Exercise prompt:
Would you copy out the whole listing exactly as given?

Supplied data:
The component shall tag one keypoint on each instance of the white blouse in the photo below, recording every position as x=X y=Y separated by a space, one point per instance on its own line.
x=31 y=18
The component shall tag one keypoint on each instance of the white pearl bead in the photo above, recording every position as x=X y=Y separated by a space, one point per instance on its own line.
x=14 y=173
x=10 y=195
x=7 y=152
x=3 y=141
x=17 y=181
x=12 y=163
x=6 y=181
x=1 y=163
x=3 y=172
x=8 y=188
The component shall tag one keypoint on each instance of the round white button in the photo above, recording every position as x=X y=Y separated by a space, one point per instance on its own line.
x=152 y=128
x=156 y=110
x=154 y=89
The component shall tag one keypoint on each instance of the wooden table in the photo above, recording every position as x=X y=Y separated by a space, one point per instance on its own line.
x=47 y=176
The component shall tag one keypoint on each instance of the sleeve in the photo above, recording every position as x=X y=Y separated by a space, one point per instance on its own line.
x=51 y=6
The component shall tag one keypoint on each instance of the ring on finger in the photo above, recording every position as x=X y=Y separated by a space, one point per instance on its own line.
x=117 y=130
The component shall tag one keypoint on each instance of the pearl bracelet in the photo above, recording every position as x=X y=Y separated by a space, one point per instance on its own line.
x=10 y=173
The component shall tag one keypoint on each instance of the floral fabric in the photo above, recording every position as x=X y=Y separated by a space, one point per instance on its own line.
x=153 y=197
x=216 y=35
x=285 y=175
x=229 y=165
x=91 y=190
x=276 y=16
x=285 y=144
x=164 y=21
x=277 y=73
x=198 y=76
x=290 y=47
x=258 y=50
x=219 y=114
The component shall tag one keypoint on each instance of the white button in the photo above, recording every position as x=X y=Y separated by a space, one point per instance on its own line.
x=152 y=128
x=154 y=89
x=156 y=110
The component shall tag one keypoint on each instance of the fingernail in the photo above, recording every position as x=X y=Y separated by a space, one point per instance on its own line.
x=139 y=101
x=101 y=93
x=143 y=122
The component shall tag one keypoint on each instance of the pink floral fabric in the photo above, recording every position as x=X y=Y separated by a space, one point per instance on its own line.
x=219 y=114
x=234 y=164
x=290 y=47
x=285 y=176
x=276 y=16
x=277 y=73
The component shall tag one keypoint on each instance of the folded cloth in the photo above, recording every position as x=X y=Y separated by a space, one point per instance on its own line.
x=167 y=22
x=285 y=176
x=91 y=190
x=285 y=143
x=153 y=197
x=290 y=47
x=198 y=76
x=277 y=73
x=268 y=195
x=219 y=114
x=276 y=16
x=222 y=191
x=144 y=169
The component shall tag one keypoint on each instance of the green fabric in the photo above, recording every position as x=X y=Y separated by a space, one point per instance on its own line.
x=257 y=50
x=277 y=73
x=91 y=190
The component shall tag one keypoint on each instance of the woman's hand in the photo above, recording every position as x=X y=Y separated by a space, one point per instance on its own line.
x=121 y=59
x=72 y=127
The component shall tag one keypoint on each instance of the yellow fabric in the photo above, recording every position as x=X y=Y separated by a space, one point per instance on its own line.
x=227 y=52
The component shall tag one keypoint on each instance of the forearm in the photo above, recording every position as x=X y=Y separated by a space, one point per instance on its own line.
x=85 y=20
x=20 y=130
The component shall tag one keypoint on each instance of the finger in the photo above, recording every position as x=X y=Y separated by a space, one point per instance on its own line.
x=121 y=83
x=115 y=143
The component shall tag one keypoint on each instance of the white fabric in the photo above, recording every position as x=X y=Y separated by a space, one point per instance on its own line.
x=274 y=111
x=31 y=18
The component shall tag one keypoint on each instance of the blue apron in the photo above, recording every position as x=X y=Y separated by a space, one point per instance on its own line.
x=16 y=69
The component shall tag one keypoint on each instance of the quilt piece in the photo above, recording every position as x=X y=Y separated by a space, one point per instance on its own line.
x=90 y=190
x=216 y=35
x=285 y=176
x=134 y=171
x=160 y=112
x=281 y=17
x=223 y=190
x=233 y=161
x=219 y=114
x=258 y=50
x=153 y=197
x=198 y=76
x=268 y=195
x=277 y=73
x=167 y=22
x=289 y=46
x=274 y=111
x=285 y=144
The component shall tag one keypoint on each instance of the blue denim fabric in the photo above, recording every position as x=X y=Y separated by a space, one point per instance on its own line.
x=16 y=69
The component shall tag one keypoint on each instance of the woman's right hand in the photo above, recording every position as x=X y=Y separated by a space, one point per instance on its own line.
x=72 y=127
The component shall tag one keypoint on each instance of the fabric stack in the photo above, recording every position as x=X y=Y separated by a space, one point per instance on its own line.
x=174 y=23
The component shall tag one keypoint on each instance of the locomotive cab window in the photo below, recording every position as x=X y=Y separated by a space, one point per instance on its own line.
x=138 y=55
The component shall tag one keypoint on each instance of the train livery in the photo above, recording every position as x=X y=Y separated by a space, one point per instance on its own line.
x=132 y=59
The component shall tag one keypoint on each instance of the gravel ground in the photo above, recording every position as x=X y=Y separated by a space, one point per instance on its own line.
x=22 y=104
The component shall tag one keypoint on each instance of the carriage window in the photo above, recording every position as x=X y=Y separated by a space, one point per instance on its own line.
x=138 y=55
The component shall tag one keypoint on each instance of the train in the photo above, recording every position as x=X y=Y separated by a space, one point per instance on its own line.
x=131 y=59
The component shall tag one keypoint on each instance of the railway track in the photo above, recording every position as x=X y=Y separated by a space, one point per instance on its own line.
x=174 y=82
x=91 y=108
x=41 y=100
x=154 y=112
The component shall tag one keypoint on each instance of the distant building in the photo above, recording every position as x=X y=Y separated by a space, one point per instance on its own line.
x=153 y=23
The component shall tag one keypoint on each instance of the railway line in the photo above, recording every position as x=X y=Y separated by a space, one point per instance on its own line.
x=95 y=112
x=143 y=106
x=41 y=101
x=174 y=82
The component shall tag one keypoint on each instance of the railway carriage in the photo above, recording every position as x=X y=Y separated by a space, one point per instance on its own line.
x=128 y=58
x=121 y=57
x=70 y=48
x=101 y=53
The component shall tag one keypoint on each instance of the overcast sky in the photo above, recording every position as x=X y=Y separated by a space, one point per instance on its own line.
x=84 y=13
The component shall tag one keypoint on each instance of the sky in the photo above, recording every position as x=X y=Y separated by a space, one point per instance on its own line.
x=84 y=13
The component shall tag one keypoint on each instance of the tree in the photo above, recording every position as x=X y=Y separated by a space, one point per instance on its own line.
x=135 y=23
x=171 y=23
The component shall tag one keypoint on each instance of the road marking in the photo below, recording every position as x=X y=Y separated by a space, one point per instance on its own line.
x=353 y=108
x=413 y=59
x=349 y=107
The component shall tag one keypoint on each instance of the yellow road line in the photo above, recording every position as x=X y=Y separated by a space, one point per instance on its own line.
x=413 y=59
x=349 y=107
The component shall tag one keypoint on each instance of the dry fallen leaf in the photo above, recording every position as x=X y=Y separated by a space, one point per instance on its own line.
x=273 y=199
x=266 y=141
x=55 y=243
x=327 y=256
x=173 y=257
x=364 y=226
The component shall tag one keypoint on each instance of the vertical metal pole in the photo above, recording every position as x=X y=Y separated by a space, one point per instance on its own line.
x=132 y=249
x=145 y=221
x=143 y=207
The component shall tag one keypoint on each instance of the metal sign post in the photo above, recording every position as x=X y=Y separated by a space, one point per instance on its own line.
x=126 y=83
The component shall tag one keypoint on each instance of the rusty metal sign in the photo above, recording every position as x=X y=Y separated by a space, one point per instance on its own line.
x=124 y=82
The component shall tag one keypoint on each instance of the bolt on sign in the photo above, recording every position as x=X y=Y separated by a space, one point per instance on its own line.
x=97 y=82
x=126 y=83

Completed task:
The component shall tag one keypoint on each instance of the white blouse in the photo below, recording every position as x=X y=Y separated by a space, one point per instance on its own line.
x=31 y=18
The component shall tag one keypoint on each instance of the white pearl bead in the photo above, recording every position as x=X y=Y separated by a space, one point per instance on its own line.
x=14 y=173
x=10 y=195
x=7 y=152
x=3 y=141
x=17 y=181
x=12 y=163
x=6 y=181
x=1 y=163
x=3 y=172
x=8 y=188
The component shall tag one keypoint on each instance of the round white button in the photo above, recording every position as x=X y=Y separated by a space, one point per instance on its own line.
x=152 y=128
x=156 y=110
x=154 y=89
The component shall tag one keypoint on each instance of the wooden table in the photo above, recording every position as x=X y=Y separated by a space, one point per instance on its own line.
x=47 y=176
The component shall tag one keypoint on each instance of the sleeve in the photo above, recording every position as x=X y=Y separated by a space, one point per instance on its own line.
x=51 y=6
The component shall tag one keypoint on each instance of the ring on finger in the photo above, recording every position as x=X y=Y separated by a space, one point per instance on its own line.
x=117 y=130
The component shall tag one keypoint on each instance of the pearl bracelet in the photo above, recording every position as x=X y=Y separated by a space, one point per instance on its own line.
x=10 y=173
The component shall tag one keypoint on each instance of the floral fabric in the photo above, recording every position as x=X y=Y separated by a space, one point per instance on its own line.
x=153 y=197
x=216 y=35
x=285 y=175
x=229 y=165
x=91 y=190
x=276 y=16
x=285 y=144
x=164 y=21
x=277 y=73
x=198 y=76
x=290 y=47
x=258 y=50
x=219 y=114
The component shall tag one keypoint on each instance of the white button in the photo above, recording every position as x=X y=Y separated by a space, one point per instance on its own line.
x=152 y=128
x=154 y=89
x=156 y=110
The component shall tag one keypoint on each instance of the fingernail in the photo above, recording every position as x=X y=Y separated by a space, one point per instance on its own line.
x=139 y=101
x=101 y=93
x=143 y=122
The component shall tag one keypoint on each instance of the pink floral fabric in the photo above, recording every position as x=X y=Y separated by a space, one point per instance on its own line.
x=219 y=114
x=234 y=164
x=290 y=47
x=285 y=176
x=276 y=16
x=277 y=73
The component shall tag one keypoint on each instance of the folded cloth in the photo above, recording every position as x=X y=Y separated by a space, one point per instance on its own line.
x=167 y=22
x=285 y=176
x=91 y=190
x=285 y=143
x=153 y=197
x=290 y=47
x=198 y=76
x=277 y=73
x=268 y=195
x=219 y=114
x=276 y=16
x=222 y=191
x=144 y=169
The component shall tag one keypoint on each instance of the green fabric in the photo above, recording every position as x=X y=Y separated by a space, one point per instance on its own line.
x=257 y=50
x=277 y=73
x=91 y=190
The component shall tag one keypoint on each instance of the woman's hand in the photo above, recording every position as x=X y=Y separated by a space, one point per instance on its own line.
x=121 y=59
x=72 y=127
The component shall tag one keypoint on each instance of the yellow fabric in the photo above, recording every position as x=X y=Y separated by a space, one point per instance on its own line.
x=227 y=52
The component shall tag one keypoint on each instance of the forearm in the photo above, recording every position as x=X y=Y separated by a space, one point per instance on its own line.
x=85 y=20
x=20 y=130
The component shall tag one keypoint on each instance of the finger in the photo above, recording every position as x=X y=Y separated by a space, one point per instance on its own line.
x=121 y=83
x=115 y=143
The component shall tag one keypoint on each instance of the white fabric in the photo above, recording every position as x=X y=Y separated by a space, one point per instance on its own line.
x=274 y=111
x=31 y=18
The component shall tag one keypoint on each instance of the blue apron in the photo above, recording every position as x=X y=Y separated by a space, one point per instance on its own line.
x=16 y=69
The component shall tag one keypoint on each instance of the quilt piece in the photo above, recording every position as x=X y=Y separated by a space, one point per instance on its own line.
x=90 y=190
x=216 y=35
x=285 y=176
x=134 y=171
x=160 y=112
x=281 y=17
x=223 y=190
x=233 y=161
x=219 y=114
x=258 y=50
x=153 y=197
x=198 y=76
x=268 y=195
x=277 y=73
x=167 y=22
x=289 y=46
x=274 y=111
x=285 y=144
The component shall tag one keypoint on each instance of the blue denim fabric in the photo above, recording every position as x=X y=Y separated by a space, one point per instance on its own line.
x=16 y=69
The component shall tag one keypoint on each instance of the woman's right hand in the photo above, recording every position as x=X y=Y separated by a space, one point per instance on its own line.
x=72 y=127
The component shall tag one keypoint on each instance of the fabric stack in the photo above, recording every position as x=X y=Y separated by a space, one point per instance on its own line.
x=174 y=23
The component shall tag one keypoint on each instance of the locomotive cab window in the photo below, recording every position as x=X y=Y separated by a space, one point per instance on its own line.
x=138 y=55
The component shall tag one keypoint on each instance of the train livery in the photo above, recording every position as x=X y=Y separated by a space, one point per instance on its own line.
x=132 y=59
The component shall tag one keypoint on each instance of the gravel ground in the photo above, recording every position as x=X y=Y separated by a space, one point per instance on its own line.
x=22 y=104
The component shall tag one keypoint on each instance of the carriage window in the photo above, recording every position as x=X y=Y separated by a space, one point per instance on its own line.
x=138 y=55
The component shall tag one keypoint on each instance of the train in the photo above, recording every position as x=X y=Y separated by a space, one point per instance on its own line.
x=131 y=59
The component shall tag one keypoint on each instance of the railway track in the photo above, recording every position as x=X y=Y separated by a space, one point per instance on its own line.
x=174 y=82
x=91 y=108
x=41 y=100
x=154 y=112
The component shall tag one keypoint on each instance of the distant building in the photo above, recording every position as x=X y=Y separated by a space, one point per instance on its own line.
x=153 y=23
The component shall tag one keypoint on each instance of the railway line in the photo above, recording every position as x=X y=Y separated by a space, one point per instance on its own line.
x=95 y=112
x=143 y=106
x=41 y=101
x=174 y=82
The component shall tag one keypoint on each instance of the railway carriage in the photo above, recording every position as x=X y=Y separated by a space, one point per instance on its own line.
x=128 y=58
x=121 y=57
x=70 y=48
x=101 y=53
The component shall tag one keypoint on each instance of the overcast sky in the photo above, recording every position as x=X y=Y separated by a space, one point per instance on its own line.
x=84 y=13
The component shall tag one keypoint on each instance of the sky in the photo above, recording every position as x=X y=Y separated by a space, one point per instance on its own line.
x=84 y=13
The component shall tag one keypoint on each instance of the tree in the photo above, recording every position as x=X y=Y separated by a space, one point per instance on its own line.
x=135 y=23
x=171 y=23
The component shall tag one keypoint on each instance of the road marking in the photo below, recording every position as x=X y=Y separated by a space, one point per instance on its own line.
x=353 y=108
x=413 y=59
x=349 y=107
The component shall tag one keypoint on each instance of the yellow road line in the photo above, recording every position as x=X y=Y separated by a space, one point per instance on its own line.
x=413 y=59
x=349 y=107
The component shall tag one keypoint on each instance of the dry fallen leaf in the photo above, recording every position as x=X y=Y separated by a space, one point per instance on its own line.
x=273 y=199
x=266 y=141
x=55 y=243
x=327 y=256
x=173 y=257
x=364 y=226
The component shall tag one keypoint on each instance of the vertical metal pole in the photo above, recording every position as x=X y=Y separated by a space, one point per instance on its own line.
x=132 y=249
x=145 y=221
x=143 y=207
The component shall tag one keypoint on each instance of the metal sign post in the photo above, recording every position as x=X y=Y separated by a space, one point per instance on its own line.
x=126 y=83
The component shall tag one keypoint on each instance of the rusty metal sign in the photo above, recording every position as x=X y=Y separated by a space, one point per instance on its own line.
x=124 y=82
The component shall tag one keypoint on each instance of the bolt on sign in the photo above, recording every position as x=X y=Y separated by a space, one point per instance on its own line.
x=97 y=82
x=126 y=83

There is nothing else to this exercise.